Aim of the task:
Show each line of the material below that contains the word "even".

»»

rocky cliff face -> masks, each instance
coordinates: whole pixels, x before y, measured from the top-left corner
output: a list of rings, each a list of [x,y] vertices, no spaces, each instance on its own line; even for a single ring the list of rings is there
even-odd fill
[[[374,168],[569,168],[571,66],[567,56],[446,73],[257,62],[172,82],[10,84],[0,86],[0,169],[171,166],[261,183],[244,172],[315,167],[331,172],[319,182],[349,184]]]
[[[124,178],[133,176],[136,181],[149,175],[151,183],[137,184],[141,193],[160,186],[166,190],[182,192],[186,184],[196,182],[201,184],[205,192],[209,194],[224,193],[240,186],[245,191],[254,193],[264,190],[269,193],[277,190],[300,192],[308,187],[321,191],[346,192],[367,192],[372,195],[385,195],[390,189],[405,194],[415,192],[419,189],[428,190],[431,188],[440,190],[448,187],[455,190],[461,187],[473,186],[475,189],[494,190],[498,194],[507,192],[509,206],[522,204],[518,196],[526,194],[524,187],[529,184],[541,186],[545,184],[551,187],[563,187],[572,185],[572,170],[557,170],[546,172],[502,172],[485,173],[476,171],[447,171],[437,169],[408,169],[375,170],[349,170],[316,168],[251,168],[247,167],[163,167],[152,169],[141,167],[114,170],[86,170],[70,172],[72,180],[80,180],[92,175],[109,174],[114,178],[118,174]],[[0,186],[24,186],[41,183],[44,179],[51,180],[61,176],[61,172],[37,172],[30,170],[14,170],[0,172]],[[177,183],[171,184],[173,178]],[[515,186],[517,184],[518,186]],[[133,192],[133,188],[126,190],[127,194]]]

««

Response:
output: a list of rings, each a list of [x,y] vertices, no spaces, each instance on its own line; even for a single ring the list of rings is there
even-odd fill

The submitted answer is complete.